> **Instructions to follow**: When the string "sign" occurs in a line of the records, show that line.
:::
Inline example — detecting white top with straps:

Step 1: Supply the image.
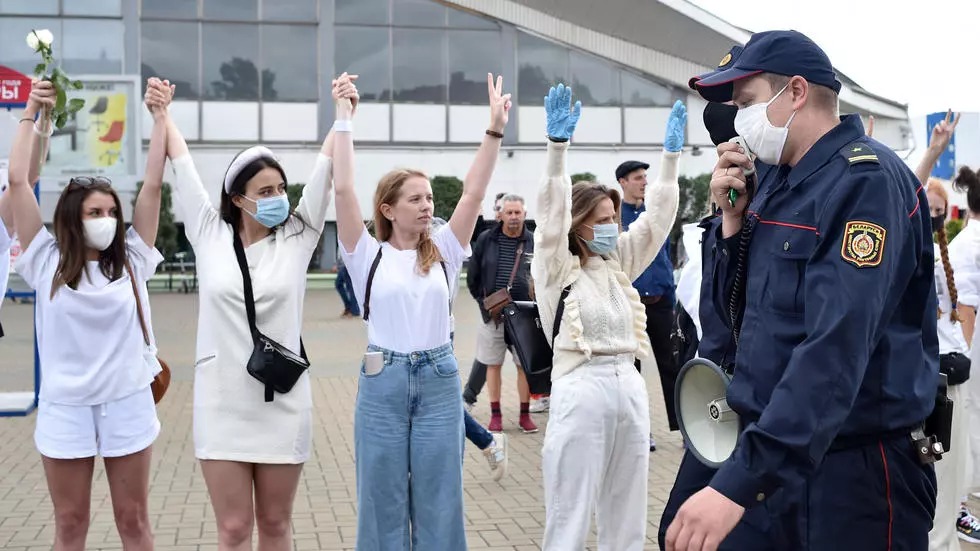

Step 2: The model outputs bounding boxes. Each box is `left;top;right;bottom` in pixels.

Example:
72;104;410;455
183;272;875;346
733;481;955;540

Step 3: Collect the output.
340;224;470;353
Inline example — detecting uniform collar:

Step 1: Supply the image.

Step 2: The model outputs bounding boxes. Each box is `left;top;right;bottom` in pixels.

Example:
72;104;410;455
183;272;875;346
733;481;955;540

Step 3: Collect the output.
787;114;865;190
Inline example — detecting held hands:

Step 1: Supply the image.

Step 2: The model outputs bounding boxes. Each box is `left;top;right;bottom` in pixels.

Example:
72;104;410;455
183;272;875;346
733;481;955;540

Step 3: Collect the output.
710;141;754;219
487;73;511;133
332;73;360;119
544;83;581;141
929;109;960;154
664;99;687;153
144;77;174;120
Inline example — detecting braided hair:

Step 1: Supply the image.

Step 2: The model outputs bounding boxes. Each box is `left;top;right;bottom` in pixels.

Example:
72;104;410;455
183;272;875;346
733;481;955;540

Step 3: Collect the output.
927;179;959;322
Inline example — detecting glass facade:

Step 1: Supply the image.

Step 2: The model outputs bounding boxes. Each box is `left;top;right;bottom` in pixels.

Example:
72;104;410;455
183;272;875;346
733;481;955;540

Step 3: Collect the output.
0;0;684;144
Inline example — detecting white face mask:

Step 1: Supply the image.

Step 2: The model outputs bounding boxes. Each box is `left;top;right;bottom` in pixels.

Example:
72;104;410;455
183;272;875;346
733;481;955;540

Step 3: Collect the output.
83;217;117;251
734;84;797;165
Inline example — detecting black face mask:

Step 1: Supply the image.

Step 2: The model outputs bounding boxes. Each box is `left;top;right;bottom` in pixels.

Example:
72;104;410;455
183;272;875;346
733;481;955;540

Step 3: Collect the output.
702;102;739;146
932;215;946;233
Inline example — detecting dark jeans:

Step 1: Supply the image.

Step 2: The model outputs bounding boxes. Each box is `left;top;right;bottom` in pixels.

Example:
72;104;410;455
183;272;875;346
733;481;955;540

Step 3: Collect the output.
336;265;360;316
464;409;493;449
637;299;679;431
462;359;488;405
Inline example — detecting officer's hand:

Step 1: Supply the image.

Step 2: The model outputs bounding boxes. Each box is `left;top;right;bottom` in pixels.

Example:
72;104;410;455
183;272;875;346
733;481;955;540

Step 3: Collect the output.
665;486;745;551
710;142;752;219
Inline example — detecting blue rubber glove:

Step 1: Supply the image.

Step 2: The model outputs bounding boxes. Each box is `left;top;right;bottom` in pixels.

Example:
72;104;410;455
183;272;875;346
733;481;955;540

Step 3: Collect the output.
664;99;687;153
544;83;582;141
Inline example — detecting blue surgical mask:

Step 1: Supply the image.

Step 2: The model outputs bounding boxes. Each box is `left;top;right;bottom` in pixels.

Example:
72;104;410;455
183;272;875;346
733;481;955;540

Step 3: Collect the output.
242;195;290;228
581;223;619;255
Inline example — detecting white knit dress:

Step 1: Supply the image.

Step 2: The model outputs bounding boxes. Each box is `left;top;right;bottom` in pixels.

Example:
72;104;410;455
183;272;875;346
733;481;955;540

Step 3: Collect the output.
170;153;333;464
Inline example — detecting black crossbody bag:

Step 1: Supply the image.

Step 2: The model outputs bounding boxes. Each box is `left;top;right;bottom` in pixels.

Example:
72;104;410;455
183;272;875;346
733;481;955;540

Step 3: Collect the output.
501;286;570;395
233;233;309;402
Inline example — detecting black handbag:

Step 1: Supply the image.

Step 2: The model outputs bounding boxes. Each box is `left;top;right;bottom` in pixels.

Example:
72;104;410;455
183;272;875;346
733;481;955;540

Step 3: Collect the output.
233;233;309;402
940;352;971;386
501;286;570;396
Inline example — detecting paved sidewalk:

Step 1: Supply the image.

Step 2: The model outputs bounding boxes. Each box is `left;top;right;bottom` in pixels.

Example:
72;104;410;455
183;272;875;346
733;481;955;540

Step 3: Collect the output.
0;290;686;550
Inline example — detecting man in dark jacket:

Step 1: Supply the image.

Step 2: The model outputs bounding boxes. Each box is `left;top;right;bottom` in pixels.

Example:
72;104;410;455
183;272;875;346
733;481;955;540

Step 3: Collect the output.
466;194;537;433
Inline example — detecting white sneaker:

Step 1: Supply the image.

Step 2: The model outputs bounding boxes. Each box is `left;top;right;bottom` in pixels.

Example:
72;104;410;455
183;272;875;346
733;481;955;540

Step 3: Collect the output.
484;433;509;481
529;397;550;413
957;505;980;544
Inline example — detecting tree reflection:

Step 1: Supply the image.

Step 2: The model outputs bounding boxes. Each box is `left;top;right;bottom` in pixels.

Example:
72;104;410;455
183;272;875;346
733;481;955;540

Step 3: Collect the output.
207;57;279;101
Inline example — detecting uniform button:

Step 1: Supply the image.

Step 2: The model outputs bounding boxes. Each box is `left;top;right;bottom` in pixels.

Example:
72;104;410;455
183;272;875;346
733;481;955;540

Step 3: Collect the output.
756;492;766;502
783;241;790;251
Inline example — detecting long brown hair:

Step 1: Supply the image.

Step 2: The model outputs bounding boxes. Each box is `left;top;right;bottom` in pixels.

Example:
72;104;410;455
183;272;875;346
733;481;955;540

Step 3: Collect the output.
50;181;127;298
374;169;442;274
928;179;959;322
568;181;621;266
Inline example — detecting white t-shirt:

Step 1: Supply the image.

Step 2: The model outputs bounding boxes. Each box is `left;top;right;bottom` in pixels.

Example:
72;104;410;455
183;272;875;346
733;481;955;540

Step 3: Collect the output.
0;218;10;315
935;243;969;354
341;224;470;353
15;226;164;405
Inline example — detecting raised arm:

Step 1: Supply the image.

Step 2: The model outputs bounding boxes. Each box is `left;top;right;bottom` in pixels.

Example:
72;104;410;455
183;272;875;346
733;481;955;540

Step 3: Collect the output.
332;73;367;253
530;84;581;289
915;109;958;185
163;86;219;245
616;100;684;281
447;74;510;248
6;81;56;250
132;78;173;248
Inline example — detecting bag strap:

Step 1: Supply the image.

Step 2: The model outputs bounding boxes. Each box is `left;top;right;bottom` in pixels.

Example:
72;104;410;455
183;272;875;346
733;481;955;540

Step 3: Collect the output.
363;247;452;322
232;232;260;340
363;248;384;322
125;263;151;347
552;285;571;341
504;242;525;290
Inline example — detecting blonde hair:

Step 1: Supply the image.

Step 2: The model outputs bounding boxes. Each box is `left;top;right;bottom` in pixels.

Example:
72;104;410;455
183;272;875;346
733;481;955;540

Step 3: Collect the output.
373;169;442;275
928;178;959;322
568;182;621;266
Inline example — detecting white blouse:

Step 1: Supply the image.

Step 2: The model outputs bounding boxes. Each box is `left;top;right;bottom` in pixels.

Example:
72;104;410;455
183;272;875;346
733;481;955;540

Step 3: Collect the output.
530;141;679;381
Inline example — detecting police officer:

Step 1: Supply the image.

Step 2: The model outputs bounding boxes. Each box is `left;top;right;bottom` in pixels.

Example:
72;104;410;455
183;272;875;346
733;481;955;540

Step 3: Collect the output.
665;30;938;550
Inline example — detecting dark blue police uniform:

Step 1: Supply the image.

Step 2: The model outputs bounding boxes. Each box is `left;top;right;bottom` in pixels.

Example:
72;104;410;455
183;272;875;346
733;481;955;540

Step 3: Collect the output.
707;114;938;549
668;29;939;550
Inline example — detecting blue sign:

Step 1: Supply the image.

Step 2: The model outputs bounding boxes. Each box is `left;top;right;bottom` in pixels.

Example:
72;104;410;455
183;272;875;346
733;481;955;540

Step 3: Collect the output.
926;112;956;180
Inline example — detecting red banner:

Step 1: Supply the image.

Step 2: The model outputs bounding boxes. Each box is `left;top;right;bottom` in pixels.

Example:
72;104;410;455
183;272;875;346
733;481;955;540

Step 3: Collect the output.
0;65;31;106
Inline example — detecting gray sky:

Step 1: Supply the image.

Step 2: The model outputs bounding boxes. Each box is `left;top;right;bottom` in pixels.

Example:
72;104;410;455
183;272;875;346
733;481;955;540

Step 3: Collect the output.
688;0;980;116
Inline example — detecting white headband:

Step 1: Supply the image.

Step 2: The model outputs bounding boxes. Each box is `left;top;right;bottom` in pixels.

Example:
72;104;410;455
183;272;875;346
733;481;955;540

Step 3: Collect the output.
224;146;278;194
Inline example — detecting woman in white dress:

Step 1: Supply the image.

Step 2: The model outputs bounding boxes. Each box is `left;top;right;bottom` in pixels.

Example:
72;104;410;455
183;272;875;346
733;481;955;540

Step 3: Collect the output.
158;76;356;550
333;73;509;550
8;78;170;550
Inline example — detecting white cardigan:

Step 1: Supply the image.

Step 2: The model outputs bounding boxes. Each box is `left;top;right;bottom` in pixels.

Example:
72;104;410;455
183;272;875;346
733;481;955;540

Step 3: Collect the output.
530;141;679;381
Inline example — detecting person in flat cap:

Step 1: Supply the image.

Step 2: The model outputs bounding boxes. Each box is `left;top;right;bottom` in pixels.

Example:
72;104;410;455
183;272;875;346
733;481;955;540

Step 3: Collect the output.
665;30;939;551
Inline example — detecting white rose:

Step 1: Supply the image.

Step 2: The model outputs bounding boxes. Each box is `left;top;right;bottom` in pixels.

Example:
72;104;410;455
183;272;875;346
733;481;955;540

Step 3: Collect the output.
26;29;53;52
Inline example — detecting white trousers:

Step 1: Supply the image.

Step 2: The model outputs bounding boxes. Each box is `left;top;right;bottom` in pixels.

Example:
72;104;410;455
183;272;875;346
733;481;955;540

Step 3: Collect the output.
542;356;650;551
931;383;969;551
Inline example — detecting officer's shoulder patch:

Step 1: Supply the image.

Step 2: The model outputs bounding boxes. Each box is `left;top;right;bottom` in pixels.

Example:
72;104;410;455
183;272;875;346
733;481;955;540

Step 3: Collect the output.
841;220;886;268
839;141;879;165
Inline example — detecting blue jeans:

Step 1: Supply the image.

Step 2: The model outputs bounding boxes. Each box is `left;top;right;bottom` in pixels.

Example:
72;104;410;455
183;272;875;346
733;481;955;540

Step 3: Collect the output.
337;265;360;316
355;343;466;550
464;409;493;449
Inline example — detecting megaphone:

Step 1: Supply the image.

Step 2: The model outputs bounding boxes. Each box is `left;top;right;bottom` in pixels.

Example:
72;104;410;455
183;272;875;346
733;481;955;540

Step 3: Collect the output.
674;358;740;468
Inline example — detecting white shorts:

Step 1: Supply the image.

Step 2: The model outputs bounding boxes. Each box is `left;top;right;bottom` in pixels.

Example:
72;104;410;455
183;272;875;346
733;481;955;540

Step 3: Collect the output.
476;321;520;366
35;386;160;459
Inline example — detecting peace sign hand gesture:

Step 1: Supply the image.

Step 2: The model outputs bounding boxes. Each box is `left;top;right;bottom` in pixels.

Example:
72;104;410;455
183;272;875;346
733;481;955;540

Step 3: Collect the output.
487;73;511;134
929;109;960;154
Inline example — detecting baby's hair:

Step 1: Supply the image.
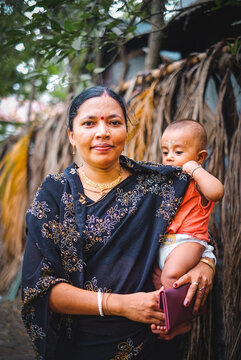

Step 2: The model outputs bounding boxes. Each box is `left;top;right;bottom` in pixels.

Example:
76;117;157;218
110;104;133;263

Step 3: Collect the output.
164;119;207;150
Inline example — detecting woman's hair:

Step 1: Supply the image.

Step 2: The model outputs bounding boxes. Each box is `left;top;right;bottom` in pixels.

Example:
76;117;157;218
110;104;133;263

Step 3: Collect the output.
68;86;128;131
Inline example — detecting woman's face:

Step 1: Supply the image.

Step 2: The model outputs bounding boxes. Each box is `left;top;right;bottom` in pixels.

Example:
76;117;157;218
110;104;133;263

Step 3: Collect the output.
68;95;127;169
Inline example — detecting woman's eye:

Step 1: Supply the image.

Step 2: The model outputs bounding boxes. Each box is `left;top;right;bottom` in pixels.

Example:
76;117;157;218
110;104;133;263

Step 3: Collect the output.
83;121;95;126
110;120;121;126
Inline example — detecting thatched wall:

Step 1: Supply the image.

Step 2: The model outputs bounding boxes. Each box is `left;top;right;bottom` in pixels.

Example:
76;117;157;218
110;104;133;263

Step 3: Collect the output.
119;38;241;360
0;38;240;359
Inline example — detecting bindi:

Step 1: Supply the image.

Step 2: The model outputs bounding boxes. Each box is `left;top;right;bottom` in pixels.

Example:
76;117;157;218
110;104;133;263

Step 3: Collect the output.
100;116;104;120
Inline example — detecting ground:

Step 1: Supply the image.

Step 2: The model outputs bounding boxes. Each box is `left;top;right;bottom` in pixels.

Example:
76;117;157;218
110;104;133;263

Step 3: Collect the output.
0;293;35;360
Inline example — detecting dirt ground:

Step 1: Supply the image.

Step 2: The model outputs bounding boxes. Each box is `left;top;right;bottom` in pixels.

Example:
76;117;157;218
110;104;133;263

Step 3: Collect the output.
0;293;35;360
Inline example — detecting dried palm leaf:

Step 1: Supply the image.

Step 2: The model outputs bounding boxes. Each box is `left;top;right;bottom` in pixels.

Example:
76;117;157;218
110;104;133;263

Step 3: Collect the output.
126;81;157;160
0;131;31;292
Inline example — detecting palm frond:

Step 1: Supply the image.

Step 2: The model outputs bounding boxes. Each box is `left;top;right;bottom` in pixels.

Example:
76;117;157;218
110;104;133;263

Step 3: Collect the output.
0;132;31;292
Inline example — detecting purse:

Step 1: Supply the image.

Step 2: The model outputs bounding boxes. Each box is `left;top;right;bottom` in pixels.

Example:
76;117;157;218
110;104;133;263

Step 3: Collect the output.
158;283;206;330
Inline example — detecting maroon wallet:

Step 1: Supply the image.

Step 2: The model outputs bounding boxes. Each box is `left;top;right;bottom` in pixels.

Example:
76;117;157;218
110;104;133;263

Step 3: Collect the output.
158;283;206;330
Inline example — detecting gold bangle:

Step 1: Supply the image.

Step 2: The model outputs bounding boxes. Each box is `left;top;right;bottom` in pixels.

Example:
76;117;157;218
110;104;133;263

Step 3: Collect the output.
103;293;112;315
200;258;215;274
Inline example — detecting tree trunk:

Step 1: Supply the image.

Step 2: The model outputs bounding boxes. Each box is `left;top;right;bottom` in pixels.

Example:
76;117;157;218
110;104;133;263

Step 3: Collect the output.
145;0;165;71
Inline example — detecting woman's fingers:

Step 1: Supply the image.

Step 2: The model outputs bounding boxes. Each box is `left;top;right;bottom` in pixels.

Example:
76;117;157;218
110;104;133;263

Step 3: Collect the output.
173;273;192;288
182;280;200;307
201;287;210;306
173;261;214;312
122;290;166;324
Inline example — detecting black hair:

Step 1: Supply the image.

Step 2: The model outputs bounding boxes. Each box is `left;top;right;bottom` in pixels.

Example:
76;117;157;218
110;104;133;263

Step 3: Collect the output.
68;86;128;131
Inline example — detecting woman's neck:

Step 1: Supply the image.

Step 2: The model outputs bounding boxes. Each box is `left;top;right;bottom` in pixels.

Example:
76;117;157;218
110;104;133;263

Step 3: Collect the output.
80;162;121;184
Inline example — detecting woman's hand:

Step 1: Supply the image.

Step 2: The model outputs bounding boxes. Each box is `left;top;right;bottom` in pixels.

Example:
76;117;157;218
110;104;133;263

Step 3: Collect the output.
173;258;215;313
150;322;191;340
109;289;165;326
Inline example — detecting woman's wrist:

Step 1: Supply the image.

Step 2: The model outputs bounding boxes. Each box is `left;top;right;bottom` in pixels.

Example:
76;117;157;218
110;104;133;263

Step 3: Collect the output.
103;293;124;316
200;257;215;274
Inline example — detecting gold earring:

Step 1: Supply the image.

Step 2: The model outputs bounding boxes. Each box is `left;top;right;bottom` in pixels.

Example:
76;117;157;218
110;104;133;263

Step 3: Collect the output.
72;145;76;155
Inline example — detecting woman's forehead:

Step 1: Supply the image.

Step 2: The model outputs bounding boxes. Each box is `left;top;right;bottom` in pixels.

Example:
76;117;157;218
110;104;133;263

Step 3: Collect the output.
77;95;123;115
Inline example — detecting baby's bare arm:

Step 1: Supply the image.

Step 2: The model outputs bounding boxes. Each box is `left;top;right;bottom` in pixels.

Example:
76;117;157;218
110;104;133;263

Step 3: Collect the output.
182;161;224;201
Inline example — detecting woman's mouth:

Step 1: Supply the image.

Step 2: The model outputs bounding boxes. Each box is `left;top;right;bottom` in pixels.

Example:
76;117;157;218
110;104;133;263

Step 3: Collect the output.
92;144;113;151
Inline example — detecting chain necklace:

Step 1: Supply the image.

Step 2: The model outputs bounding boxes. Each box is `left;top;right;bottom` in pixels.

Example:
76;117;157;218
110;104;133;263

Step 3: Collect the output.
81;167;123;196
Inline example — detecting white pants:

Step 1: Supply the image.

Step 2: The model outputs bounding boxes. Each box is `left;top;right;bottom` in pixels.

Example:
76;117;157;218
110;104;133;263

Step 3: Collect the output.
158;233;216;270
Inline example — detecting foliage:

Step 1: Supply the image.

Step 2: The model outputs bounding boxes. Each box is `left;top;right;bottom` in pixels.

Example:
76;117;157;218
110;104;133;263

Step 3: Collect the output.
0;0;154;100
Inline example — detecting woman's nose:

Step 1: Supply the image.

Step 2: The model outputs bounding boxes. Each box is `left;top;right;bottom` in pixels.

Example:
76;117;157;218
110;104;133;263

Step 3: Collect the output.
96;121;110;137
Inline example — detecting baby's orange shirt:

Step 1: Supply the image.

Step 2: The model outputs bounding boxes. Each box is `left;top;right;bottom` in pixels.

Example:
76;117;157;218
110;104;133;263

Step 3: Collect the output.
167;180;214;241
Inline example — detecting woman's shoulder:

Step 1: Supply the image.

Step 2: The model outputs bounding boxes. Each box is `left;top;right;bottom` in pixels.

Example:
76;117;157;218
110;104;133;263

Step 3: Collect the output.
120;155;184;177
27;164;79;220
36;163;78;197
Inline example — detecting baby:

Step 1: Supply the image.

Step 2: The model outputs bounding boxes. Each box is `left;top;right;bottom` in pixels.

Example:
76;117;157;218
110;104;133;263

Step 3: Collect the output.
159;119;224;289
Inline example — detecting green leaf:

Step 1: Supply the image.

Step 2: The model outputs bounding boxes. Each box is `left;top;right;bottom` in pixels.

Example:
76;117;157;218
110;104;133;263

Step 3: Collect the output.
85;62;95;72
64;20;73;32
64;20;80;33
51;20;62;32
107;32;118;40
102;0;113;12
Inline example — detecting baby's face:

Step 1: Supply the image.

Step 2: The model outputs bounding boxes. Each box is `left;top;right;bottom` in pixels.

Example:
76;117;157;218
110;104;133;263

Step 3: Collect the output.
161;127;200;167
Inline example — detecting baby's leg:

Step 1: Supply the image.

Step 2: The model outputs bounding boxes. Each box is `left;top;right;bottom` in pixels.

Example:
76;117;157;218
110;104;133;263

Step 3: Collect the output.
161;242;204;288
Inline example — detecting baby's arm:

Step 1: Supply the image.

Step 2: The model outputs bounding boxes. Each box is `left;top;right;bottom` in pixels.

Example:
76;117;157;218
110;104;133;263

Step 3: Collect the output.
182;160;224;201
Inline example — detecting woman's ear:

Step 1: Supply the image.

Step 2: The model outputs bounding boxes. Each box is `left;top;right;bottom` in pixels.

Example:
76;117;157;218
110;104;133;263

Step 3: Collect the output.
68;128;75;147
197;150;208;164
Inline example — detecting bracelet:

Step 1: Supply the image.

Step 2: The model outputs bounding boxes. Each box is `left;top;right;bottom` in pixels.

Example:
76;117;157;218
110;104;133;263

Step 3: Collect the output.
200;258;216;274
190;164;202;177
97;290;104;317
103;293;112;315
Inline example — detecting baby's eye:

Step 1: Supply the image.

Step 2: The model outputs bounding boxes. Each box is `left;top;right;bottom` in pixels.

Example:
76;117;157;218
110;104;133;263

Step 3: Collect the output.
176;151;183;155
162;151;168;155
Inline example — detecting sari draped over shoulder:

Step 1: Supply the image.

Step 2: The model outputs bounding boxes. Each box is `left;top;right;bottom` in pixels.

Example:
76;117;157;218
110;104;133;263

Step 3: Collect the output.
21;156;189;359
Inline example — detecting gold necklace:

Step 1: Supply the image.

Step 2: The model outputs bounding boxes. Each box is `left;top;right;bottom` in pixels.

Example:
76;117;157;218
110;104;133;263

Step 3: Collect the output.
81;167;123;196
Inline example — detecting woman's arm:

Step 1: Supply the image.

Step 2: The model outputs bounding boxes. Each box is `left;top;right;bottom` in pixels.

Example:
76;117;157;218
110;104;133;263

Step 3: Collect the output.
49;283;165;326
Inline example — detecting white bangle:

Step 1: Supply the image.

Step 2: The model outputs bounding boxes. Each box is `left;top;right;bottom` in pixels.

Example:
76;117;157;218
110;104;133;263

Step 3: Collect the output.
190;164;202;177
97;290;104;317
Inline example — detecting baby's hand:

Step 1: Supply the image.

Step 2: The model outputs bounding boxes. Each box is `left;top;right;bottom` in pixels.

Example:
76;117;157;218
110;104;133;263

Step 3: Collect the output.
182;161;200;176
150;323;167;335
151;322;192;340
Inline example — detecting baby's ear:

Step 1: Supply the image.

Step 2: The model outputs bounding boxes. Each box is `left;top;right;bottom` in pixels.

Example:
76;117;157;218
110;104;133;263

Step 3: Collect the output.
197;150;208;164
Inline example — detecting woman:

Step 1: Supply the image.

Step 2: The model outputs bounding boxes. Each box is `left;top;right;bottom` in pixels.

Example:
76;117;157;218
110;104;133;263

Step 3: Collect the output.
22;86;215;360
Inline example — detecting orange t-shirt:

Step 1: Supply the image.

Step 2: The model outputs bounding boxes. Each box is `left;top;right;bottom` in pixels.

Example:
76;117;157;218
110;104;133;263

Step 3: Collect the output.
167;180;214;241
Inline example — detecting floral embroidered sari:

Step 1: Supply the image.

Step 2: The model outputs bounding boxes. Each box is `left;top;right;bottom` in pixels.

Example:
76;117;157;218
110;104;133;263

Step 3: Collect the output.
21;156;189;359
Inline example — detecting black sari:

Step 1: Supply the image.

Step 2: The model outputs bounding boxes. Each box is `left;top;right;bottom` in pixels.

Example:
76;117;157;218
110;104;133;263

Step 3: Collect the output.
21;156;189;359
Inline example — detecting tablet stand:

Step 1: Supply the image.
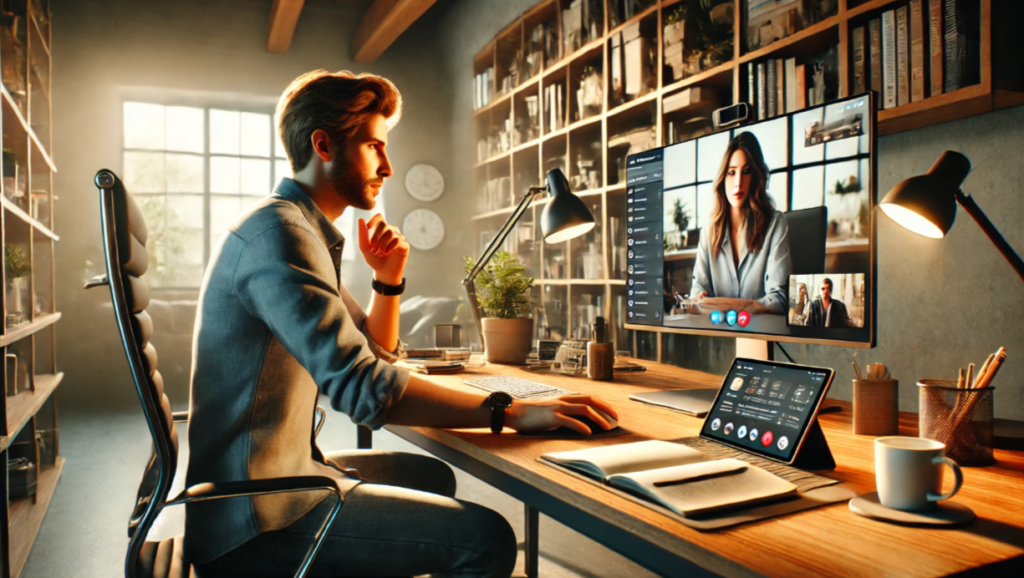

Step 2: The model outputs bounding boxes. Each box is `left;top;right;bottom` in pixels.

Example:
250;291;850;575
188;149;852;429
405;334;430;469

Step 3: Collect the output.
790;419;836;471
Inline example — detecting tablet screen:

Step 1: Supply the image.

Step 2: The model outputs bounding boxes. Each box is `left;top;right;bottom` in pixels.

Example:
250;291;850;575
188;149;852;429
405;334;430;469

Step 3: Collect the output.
:::
> **Exercise response**:
Inline example — detecting blue sign:
Inline example — detecting peace sign hand gesture:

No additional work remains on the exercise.